— Start Material for this task —
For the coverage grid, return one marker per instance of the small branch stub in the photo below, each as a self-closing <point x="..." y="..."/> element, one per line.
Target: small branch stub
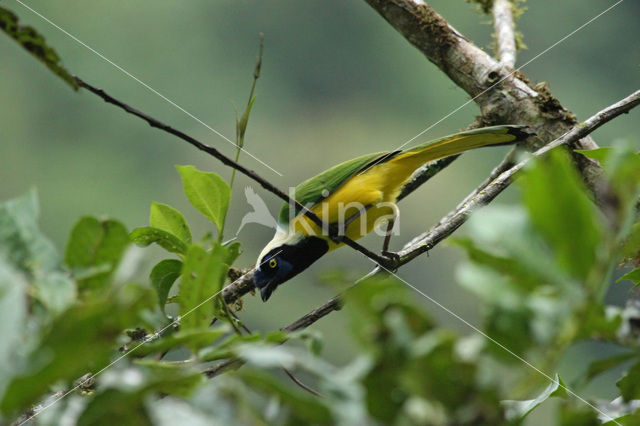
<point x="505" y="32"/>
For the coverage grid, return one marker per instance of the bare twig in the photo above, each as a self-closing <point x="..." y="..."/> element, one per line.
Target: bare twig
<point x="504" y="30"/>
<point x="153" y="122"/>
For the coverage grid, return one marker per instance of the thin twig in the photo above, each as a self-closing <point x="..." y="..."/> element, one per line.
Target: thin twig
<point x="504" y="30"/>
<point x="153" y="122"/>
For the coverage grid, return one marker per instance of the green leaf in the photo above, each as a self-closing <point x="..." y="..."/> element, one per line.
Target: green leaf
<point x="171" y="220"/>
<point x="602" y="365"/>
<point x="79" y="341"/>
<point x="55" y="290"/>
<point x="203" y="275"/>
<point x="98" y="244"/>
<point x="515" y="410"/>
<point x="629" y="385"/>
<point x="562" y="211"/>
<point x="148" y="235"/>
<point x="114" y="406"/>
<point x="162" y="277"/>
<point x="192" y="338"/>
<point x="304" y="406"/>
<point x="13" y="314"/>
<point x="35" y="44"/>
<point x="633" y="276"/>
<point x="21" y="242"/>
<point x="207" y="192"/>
— End Material for this task —
— Start Material for this task —
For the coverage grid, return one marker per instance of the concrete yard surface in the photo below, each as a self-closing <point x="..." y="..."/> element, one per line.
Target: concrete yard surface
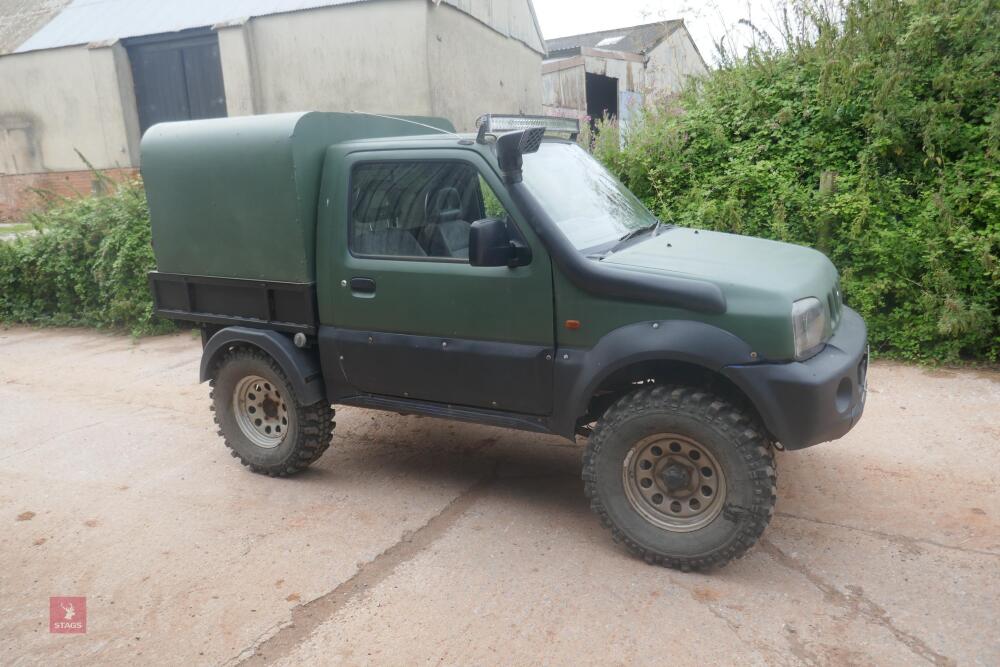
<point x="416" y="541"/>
— End Material for this task —
◆ Direction ◆
Pick out every line in the rows above that contains the word "thin", and copy each one. Case counts.

◆ Answer in full ◆
For the coverage grid, return one marker per instance of the thin twig in the photo above, each as a self-closing <point x="..." y="..."/> element, one per line.
Target: thin twig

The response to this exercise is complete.